Point-per-instance localization data:
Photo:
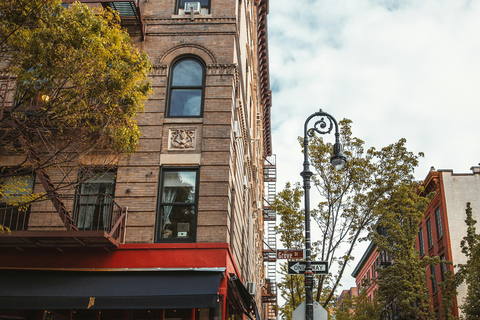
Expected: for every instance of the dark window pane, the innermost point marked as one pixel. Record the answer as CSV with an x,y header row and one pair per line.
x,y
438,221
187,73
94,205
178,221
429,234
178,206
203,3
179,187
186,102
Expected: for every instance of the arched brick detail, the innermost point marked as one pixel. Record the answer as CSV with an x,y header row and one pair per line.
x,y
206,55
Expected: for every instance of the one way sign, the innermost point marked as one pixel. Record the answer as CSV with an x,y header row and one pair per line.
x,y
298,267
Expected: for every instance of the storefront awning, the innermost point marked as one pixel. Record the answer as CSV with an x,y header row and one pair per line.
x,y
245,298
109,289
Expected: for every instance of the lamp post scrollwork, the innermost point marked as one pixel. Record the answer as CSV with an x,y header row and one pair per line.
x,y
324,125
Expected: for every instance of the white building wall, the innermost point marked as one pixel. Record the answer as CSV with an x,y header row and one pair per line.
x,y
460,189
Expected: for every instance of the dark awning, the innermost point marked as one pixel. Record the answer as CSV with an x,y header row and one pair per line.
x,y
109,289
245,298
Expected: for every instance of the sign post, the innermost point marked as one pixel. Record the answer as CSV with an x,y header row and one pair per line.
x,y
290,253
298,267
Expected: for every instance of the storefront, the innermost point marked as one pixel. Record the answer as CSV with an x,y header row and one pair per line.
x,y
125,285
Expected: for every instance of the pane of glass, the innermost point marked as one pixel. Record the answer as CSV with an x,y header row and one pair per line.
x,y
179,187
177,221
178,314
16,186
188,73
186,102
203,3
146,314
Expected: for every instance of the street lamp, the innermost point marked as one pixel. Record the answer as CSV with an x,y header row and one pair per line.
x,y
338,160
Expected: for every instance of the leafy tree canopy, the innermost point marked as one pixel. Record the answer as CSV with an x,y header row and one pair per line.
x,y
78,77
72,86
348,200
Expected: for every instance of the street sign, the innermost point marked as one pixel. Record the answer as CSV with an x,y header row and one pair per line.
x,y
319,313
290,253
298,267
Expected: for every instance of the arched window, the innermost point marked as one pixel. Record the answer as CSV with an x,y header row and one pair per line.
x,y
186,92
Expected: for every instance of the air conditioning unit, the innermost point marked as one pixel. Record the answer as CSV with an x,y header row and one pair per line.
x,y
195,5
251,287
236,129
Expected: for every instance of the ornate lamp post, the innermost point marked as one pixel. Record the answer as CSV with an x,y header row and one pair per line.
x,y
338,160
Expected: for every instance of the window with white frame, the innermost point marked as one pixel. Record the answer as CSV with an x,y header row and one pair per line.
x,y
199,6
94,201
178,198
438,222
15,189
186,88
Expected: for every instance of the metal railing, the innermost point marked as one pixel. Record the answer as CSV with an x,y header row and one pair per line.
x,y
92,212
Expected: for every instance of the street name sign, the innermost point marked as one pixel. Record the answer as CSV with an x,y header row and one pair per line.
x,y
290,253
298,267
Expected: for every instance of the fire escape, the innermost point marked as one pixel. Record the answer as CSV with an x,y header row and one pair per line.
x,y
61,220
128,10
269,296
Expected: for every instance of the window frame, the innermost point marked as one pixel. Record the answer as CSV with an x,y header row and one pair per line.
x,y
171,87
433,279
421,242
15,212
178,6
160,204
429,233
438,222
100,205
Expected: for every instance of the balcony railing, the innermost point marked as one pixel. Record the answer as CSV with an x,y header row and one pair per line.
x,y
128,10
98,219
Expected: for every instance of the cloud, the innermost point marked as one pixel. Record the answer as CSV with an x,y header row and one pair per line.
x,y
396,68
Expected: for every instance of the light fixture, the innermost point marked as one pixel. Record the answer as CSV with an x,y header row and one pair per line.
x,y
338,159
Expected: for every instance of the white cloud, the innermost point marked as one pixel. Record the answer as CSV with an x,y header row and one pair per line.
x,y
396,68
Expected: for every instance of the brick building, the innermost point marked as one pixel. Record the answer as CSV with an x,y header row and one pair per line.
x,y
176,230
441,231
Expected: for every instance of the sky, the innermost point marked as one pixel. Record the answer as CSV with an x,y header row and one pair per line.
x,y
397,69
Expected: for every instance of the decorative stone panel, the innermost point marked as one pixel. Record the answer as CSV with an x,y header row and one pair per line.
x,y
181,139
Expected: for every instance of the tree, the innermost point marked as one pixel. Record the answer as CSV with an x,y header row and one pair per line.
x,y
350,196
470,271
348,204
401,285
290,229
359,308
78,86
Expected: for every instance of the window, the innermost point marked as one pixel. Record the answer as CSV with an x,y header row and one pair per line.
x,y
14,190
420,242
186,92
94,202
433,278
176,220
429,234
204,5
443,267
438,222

### REQUIRED WORK
Without the pictures, extract every entry verbatim.

### OUTPUT OF THE TASK
Photo:
Expected: for every instance of the dark window pane, the innermost point marked as one pixel. Record the answer as CSV with an x,y header row and one pair per line.
x,y
438,221
187,73
94,205
178,221
429,234
178,206
203,3
179,187
186,102
Expected: for every instance of the arched brick detail, the innermost point marked as one pixel. Record the answer as CSV with an x,y header row and one pair per line.
x,y
206,55
Expected: for every instance of the one way sign, the innermost point marked as one pixel. Record the answer as CSV with an x,y header row and one pair per line.
x,y
298,267
Expected: for every instance of the storefront awning, the innermost point marked as one pixel. Record the answer as CSV with an x,y header row and one pair per line.
x,y
245,298
109,289
Expected: for every instance of the lamp post scrollwork, the innermost point marked as one pixel. Record the answer as CSV with an x,y header row and one pair per line.
x,y
324,125
Expected: for every instance of the white building wall, the innermost point marked as one pixel. Record the answer as CSV with an x,y header row and one pair per line.
x,y
460,189
Expected: for every instance of the dark awning, the innermost point marked as one pixel. Record the answer as CSV with an x,y header row and one pair per line.
x,y
109,289
245,298
Expected: for every instance of the sign post, the innermost point marked as one pixel. Record the answer as CSV with an x,y header row and one pair per line.
x,y
290,253
298,267
Expected: for every instance of the storefront, the innermost point marked as one pixel. Record the answer as CSV with an x,y header row and one pair per line.
x,y
125,285
Expected: for every instance of the pane of glass, the innermost point marked as one pixel. Record the answer as CSV with an x,y header row and one pair per line.
x,y
179,187
177,221
178,314
16,186
188,73
186,102
203,3
146,314
Expected: for every instance of the street lamp, the innermost point marked as one pixel. Record the answer as CSV with an x,y header row and one pair per line.
x,y
338,160
Expected: for every instance of the leafy tree canopy, the innermost point marked as one pixel. Record the answer as CSV with an x,y header row and one pair per line.
x,y
78,77
72,86
348,200
Expected: for every instance of the street sign, the innermost point marked as one pixel. Record the answer as CSV with an x,y header row and one pair per line.
x,y
319,313
290,253
298,267
Expected: for every instance of the arched window, the innermost point marked as one pixel. Record the answer as CSV with an x,y header row and one pair per line.
x,y
186,92
Expected: for every instance of the air conditioning unit, the innermost point marked as one pixel. Record the answer as CSV with an x,y header row and one pair per line.
x,y
195,5
251,287
236,129
Expected: for every instance of the ornate lamp post, the innermost point marked as one pixel. Record the answer as CSV with an x,y header row and one pair per line.
x,y
338,160
Expected: for every instance of the window with white frame, the innermost point marked as one pixel. Record the answer as CSV with an x,y header row and one pair per line.
x,y
199,6
94,201
178,198
438,222
15,189
186,88
Expected: for every instance of the metal railing, the innermost point marked as one pixel. Record the answer as CSV with an x,y header row and one pair per line.
x,y
92,212
Expected: for every instance of the street name sign, the innermost point marked as one pixel. Record the answer as CSV with an x,y header row and one pair per line.
x,y
290,253
298,267
Expected: for every instance of the fire escape, the innermost point marked as one pixel. Record the answer as CSV with an x,y header row and one pair per line.
x,y
61,220
128,10
269,296
Expected: for every instance of the window frame, the innermost point marked as one pixel. Record the answer as CSV with an x,y header row and one pair per line.
x,y
171,87
433,279
421,242
15,212
178,6
160,204
429,233
438,222
100,205
Expected: for every instance of the balcony railing, the innermost point marked as one pixel. Record the answer as CSV with an x,y header row and one pair per line.
x,y
128,10
98,219
Expected: for every instance of the cloud, the innermost point marked as one pixel. Record the answer as CSV with an x,y header row and one pair per line.
x,y
396,68
Expected: for every instance of the light fixture, the innermost point marked as one pixel. Record the answer as CSV with an x,y header row and one pair per line.
x,y
338,159
Expected: for every instance of the white cloud, the innermost point marked as one pixel. Record the answer as CSV with an x,y header row and one pair per line.
x,y
396,68
Expected: for every instance of the brick building, the innermost point marked as one pixel. Record the answer as CSV with an x,y header row and one pair per line.
x,y
176,230
441,231
Expected: for every instance of the sky, the innermost point marked as one pixel. Record the answer as CSV with an x,y header row and one pair per line.
x,y
397,69
Expected: for every instance of the decorative stone panel, the innermost point marked as one pixel. Record the answer as CSV with an x,y header row and one pair per line.
x,y
181,139
Expected: for every instance of the tree, the innermost point marked as one pixel. Record the answer as CSV with an x,y header row and one pair per line.
x,y
350,196
470,271
348,204
401,285
290,229
359,308
78,86
Expected: for every instance of the window, the innermost point marked as one pixel. Record the answer as CSV with an x,y header row and one pair per line.
x,y
14,190
420,242
186,92
94,202
433,278
176,220
429,234
204,5
443,267
438,222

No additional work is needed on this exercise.